* Requirements:
Exactly the lines from the one containing "Could you kindly segment every instance of the yellow" through the end of the data below are to be reproduced, and nothing besides them.
— Start Data extract —
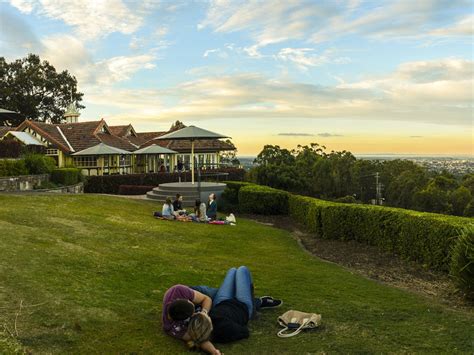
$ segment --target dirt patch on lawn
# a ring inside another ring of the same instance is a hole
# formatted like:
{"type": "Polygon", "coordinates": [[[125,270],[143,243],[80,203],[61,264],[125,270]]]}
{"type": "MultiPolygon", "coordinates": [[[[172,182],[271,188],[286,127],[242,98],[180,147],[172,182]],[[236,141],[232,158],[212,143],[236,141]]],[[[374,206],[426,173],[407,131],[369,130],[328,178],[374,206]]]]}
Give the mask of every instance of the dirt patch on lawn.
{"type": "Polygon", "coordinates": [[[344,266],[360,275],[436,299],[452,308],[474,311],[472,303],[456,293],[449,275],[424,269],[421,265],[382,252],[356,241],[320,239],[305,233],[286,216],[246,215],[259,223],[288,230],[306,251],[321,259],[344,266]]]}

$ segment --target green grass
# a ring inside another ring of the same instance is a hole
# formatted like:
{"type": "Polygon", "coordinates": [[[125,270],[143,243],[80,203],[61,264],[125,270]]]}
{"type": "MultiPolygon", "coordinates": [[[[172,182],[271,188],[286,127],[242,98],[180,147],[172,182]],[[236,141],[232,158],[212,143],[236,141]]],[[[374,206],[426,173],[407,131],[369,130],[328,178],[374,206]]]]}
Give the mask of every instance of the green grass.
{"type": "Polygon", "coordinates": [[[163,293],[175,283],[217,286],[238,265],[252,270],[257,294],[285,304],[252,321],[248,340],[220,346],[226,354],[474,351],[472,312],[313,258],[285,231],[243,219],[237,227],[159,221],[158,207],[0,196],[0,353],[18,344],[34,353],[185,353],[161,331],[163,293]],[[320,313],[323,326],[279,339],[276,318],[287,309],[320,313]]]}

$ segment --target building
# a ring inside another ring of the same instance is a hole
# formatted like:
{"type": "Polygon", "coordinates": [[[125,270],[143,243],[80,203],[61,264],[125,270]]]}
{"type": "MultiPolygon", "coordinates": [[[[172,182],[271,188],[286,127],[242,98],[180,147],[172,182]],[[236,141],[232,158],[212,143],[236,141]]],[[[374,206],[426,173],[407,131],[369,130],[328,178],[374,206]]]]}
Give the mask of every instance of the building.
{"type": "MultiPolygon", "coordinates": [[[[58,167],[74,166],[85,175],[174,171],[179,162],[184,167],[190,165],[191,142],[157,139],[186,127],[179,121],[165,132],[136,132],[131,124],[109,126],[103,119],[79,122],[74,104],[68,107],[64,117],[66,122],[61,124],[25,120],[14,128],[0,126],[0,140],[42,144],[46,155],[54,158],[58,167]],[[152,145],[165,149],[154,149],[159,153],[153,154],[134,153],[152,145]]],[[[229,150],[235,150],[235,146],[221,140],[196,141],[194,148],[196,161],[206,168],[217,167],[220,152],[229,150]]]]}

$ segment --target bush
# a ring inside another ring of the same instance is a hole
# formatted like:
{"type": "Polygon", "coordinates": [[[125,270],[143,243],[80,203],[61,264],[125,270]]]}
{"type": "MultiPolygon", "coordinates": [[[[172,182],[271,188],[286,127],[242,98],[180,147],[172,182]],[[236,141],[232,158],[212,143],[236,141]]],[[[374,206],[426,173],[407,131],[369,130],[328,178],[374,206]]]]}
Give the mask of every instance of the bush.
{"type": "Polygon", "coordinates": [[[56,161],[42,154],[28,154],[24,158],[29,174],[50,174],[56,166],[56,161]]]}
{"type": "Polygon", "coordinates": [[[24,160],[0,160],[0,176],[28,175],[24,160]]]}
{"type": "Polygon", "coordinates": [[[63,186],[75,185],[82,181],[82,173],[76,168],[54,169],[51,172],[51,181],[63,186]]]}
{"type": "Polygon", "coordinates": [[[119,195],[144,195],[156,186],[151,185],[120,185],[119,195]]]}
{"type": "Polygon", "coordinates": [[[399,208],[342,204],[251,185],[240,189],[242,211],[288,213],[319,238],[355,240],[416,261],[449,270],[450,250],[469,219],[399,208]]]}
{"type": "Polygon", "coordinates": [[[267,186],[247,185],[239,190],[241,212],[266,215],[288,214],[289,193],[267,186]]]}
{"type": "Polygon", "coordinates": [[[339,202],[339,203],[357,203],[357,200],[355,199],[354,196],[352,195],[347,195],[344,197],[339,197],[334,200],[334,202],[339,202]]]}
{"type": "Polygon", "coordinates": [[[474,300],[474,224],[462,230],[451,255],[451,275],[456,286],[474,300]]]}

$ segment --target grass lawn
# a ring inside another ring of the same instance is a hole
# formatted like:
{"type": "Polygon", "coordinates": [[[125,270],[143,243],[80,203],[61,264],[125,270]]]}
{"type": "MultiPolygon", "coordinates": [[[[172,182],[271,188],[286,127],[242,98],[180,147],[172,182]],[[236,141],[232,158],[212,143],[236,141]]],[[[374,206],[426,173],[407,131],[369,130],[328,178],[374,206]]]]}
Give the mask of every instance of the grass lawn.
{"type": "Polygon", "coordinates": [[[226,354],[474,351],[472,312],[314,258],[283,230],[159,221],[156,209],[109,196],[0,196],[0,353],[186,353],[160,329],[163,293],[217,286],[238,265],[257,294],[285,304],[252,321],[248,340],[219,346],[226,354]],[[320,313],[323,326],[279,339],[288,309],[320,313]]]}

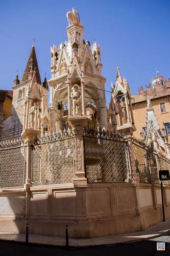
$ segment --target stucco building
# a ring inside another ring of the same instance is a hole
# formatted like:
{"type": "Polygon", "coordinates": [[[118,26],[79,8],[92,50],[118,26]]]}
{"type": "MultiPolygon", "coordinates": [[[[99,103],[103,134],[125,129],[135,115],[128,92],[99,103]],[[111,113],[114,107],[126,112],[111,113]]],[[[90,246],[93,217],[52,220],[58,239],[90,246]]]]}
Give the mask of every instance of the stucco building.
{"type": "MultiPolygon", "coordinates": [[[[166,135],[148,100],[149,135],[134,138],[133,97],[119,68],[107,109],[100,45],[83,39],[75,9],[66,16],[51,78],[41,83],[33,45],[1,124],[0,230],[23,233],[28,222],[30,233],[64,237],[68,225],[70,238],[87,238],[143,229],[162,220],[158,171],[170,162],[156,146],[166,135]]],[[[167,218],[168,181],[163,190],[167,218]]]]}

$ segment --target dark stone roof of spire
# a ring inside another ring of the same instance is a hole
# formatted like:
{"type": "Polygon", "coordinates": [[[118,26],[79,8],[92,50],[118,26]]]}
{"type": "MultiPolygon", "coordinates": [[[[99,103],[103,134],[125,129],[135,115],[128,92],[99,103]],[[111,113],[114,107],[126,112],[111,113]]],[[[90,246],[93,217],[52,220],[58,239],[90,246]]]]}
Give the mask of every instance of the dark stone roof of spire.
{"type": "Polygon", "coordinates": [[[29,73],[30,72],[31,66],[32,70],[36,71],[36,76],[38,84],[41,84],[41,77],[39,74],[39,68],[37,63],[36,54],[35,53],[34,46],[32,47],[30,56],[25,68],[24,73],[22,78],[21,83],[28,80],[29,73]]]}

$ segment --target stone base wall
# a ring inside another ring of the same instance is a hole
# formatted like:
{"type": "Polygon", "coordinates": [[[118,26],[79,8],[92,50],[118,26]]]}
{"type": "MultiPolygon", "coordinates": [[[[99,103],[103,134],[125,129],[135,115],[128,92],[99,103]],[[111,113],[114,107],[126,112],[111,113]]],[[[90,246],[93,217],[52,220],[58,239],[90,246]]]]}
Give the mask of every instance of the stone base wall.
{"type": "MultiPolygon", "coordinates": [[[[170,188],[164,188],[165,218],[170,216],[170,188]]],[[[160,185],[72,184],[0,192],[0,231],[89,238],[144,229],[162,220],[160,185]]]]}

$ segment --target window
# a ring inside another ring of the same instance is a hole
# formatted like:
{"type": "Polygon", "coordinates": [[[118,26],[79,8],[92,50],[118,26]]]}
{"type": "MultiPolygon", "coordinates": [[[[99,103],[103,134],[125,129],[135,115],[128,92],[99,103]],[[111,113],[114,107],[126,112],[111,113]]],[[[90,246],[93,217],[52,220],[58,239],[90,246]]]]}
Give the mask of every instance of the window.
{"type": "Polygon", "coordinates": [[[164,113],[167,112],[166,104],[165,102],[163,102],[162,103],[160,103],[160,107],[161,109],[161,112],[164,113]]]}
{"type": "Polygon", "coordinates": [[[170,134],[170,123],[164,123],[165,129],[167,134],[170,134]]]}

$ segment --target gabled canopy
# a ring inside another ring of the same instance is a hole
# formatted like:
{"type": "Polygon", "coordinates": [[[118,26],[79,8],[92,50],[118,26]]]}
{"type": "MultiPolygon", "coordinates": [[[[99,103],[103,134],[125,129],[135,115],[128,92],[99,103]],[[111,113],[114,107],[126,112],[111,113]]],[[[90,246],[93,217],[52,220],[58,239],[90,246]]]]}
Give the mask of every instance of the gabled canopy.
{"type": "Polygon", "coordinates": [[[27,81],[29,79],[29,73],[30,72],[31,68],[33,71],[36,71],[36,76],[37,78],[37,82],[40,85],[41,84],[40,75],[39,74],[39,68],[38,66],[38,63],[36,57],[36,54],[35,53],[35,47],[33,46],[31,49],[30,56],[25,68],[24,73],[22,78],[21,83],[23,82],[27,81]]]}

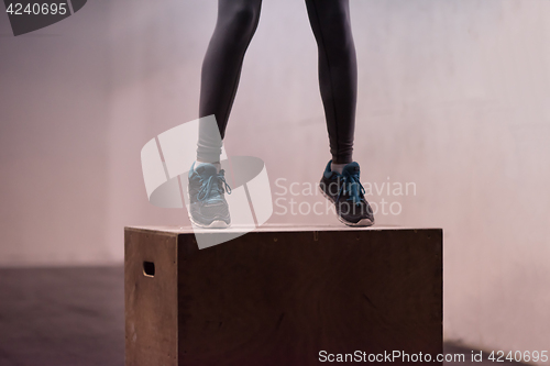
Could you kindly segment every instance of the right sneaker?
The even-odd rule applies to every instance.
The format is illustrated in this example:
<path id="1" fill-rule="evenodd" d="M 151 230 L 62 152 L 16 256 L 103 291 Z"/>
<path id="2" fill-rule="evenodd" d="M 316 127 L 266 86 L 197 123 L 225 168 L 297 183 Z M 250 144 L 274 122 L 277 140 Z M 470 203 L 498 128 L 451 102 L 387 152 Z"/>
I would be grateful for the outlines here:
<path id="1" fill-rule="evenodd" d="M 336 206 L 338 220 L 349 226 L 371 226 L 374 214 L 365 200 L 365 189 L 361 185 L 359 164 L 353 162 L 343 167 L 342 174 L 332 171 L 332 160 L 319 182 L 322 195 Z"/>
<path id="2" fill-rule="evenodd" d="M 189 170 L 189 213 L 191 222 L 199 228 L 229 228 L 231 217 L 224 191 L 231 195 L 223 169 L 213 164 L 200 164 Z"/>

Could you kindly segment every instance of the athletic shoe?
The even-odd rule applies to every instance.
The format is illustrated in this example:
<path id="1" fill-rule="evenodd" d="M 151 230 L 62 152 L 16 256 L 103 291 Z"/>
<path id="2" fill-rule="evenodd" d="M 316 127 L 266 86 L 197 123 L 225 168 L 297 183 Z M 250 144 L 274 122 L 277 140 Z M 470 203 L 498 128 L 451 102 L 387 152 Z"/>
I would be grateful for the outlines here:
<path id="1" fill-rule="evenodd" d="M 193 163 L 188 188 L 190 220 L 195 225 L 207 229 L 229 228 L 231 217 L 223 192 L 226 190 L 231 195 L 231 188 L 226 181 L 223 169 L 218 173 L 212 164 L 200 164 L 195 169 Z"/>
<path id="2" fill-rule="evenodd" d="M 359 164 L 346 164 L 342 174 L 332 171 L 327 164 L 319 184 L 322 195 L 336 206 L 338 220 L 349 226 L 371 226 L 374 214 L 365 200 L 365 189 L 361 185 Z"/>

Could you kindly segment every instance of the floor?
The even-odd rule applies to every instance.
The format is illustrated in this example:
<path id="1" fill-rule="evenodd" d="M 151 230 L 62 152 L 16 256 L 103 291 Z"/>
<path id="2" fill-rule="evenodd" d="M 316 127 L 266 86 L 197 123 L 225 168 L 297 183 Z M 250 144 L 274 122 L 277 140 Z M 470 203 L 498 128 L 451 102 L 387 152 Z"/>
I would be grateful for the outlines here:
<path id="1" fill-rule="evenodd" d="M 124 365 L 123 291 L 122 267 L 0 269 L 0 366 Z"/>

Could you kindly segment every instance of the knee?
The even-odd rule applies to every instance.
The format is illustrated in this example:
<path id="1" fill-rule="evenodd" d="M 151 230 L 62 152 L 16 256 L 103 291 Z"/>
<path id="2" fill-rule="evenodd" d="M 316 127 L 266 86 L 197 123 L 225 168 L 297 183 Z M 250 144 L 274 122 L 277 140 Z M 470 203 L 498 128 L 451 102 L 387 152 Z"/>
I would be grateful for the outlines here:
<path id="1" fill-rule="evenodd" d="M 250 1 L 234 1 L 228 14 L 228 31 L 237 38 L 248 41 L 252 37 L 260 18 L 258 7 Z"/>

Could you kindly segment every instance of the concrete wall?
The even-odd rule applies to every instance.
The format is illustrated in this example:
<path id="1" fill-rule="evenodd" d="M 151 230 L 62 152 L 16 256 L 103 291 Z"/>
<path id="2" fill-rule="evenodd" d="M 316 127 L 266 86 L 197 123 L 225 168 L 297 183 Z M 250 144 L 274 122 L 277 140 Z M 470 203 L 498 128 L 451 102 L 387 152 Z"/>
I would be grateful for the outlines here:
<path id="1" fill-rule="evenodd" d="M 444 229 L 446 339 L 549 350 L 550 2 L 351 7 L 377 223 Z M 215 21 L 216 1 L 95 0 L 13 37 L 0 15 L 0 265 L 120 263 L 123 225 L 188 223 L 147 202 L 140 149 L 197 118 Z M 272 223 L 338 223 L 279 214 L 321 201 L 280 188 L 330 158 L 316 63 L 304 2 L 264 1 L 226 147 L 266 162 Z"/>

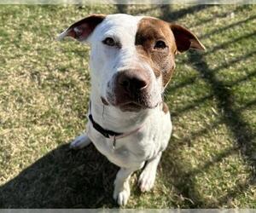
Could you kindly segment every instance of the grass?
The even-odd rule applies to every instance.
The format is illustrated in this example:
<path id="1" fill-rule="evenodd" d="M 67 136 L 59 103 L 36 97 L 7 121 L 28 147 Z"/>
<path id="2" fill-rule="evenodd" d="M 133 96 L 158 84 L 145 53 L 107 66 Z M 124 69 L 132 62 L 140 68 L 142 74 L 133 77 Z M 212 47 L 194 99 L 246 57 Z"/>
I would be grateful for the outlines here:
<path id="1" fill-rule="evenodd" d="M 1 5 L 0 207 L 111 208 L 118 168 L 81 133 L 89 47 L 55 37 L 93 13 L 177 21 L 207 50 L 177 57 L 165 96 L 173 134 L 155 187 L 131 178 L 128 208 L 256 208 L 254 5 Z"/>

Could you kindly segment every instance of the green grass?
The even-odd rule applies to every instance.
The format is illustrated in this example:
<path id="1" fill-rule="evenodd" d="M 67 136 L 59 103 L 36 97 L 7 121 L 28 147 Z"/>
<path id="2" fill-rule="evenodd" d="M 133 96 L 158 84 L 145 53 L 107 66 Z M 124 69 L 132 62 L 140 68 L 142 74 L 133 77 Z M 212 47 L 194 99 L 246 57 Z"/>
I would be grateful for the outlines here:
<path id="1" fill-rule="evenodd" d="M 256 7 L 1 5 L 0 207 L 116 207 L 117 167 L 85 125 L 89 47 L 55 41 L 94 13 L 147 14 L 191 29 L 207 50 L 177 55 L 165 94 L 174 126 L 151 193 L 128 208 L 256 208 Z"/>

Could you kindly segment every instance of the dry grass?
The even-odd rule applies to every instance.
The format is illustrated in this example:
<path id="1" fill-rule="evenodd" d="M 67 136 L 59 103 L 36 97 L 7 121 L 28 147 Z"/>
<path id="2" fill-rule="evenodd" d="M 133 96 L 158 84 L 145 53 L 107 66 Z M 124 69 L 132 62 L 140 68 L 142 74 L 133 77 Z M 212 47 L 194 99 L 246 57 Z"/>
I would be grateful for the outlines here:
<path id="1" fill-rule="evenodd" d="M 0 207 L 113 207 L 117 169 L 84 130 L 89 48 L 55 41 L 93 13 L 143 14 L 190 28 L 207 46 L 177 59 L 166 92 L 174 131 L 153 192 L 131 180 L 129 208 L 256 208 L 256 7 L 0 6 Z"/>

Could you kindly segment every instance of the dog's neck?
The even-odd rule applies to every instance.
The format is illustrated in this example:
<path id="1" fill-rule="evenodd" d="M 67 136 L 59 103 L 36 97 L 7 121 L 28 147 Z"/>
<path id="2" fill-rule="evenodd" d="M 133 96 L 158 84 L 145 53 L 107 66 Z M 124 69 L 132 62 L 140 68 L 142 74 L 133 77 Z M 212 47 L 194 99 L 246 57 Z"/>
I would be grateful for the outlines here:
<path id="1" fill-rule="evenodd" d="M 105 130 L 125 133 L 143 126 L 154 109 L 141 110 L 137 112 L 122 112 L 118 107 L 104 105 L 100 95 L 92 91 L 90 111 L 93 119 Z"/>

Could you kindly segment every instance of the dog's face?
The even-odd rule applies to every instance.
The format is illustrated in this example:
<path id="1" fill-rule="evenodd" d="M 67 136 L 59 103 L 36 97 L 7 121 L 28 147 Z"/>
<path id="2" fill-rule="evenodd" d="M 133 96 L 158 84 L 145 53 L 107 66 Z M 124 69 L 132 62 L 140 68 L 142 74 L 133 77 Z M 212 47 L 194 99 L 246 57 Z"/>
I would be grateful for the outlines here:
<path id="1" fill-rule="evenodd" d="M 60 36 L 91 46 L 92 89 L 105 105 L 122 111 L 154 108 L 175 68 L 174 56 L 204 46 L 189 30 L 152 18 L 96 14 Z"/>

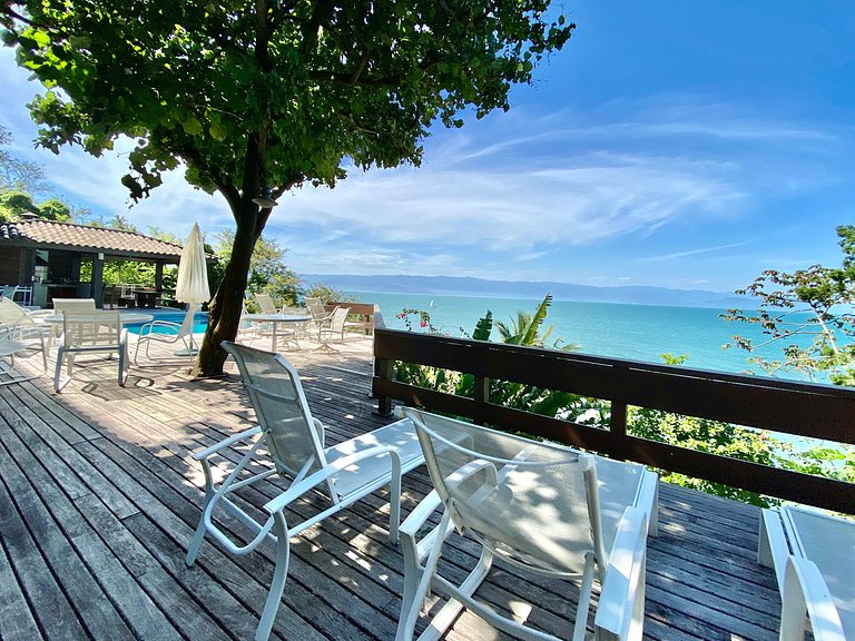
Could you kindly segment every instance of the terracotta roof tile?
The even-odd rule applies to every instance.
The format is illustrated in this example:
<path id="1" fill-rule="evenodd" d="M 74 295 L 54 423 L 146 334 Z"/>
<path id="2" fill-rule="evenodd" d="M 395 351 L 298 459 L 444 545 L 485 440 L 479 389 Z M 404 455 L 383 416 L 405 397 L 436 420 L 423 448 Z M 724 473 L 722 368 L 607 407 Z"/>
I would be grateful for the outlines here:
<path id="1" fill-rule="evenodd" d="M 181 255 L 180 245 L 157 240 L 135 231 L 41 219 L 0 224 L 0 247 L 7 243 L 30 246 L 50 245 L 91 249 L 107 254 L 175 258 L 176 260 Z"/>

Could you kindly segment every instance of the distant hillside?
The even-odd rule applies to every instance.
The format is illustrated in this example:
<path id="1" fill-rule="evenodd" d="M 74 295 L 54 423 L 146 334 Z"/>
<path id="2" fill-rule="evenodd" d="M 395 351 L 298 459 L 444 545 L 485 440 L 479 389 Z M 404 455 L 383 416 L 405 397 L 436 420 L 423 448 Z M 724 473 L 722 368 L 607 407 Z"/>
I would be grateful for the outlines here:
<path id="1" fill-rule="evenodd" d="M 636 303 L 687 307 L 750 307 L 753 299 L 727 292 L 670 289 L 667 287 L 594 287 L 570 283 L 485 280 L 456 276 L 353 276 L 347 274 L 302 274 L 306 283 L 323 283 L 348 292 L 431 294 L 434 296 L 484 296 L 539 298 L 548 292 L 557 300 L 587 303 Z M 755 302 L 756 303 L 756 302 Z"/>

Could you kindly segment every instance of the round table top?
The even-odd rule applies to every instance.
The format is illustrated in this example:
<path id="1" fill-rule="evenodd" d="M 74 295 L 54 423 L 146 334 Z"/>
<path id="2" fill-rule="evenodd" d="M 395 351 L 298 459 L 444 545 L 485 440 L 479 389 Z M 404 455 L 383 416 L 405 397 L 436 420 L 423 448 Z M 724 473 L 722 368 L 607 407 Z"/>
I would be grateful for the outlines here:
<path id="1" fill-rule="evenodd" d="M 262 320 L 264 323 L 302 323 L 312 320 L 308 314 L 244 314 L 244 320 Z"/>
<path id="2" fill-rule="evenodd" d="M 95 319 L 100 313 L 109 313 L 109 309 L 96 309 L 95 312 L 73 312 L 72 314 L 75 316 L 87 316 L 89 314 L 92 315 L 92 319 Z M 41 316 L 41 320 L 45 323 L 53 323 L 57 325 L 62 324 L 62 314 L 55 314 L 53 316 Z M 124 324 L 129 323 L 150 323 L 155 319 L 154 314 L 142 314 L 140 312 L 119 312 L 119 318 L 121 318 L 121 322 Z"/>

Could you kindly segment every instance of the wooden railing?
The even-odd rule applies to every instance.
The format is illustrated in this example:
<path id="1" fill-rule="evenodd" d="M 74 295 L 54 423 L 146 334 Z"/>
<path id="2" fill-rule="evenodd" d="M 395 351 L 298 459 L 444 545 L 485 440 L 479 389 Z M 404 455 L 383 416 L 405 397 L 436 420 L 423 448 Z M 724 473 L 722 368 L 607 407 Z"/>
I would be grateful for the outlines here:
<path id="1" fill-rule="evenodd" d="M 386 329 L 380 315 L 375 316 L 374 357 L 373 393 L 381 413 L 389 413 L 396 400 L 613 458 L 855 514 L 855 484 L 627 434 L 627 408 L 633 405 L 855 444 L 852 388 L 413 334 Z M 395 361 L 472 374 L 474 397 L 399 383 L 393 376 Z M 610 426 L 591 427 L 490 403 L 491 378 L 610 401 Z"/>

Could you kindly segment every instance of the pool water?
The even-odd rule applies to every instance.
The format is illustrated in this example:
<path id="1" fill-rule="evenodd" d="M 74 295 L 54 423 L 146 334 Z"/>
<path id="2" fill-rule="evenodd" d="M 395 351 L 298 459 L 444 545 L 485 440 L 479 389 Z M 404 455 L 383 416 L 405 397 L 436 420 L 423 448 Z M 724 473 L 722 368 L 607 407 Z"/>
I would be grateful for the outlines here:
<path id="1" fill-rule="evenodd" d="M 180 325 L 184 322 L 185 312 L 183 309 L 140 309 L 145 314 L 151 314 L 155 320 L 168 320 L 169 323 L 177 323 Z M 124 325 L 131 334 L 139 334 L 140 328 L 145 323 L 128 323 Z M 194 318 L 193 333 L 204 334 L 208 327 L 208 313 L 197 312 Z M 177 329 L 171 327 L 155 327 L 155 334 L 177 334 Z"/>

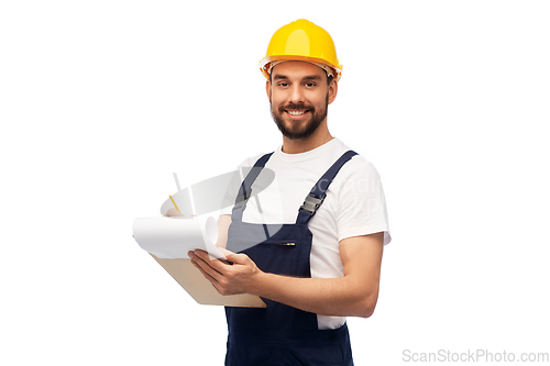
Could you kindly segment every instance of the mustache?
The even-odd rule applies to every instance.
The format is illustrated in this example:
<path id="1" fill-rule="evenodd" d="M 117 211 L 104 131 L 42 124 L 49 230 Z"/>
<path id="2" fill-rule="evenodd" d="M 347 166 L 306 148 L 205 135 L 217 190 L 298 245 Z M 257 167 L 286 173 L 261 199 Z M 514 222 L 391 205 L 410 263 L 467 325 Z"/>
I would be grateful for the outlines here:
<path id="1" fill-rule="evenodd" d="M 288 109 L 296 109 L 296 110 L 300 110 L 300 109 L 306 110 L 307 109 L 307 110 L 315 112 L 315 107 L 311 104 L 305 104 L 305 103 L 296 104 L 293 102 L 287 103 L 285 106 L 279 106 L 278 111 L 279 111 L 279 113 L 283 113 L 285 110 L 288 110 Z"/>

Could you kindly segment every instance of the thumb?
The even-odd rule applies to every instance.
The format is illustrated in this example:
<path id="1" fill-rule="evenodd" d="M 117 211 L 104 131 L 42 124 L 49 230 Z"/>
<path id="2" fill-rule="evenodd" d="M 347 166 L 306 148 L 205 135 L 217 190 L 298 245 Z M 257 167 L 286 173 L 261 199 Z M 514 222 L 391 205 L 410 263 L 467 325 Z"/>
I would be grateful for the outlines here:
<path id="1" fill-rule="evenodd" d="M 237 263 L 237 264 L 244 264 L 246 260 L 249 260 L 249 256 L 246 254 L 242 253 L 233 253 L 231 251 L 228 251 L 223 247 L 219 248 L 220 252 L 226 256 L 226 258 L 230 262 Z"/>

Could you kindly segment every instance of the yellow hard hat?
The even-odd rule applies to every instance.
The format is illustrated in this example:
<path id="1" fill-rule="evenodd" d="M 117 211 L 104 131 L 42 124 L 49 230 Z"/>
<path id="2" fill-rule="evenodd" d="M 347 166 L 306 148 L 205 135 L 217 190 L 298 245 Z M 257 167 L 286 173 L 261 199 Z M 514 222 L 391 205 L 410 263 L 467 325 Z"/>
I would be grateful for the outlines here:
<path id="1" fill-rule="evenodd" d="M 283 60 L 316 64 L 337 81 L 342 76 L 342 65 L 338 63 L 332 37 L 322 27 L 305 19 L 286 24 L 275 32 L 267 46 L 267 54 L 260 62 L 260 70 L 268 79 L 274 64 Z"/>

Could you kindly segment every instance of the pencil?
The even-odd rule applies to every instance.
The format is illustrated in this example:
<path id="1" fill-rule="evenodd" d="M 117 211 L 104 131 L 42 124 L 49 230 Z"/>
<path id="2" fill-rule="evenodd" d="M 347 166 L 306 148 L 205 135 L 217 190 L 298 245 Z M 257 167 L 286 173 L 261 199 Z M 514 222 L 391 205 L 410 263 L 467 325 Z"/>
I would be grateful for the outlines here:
— End Data extract —
* Result of this task:
Could you kindly segment every instance of the yellow hard hat?
The even-odd rule applies to every instance.
The format is illustrated in this example:
<path id="1" fill-rule="evenodd" d="M 117 211 L 104 131 L 42 124 L 49 230 Z"/>
<path id="2" fill-rule="evenodd" d="M 347 166 L 306 148 L 205 135 L 217 190 L 298 245 Z M 257 167 L 286 173 L 261 199 Z M 514 222 L 391 205 L 410 263 L 467 325 Z"/>
I would be grateful for the outlines here:
<path id="1" fill-rule="evenodd" d="M 283 60 L 316 64 L 337 81 L 342 76 L 342 65 L 338 63 L 332 37 L 322 27 L 305 19 L 286 24 L 275 32 L 267 46 L 267 54 L 260 62 L 260 70 L 268 79 L 274 64 Z"/>

Could you kindly segment every instance of the pencil?
The even-odd rule applies to every instance.
The format is illustrated in this example:
<path id="1" fill-rule="evenodd" d="M 117 211 L 104 131 L 42 124 L 49 230 Z"/>
<path id="2" fill-rule="evenodd" d="M 347 166 L 306 148 L 205 135 L 217 190 L 298 245 Z M 257 167 L 286 173 L 261 199 Z M 514 222 L 391 205 L 410 263 L 467 325 Z"/>
I would be grateful for the outlines here:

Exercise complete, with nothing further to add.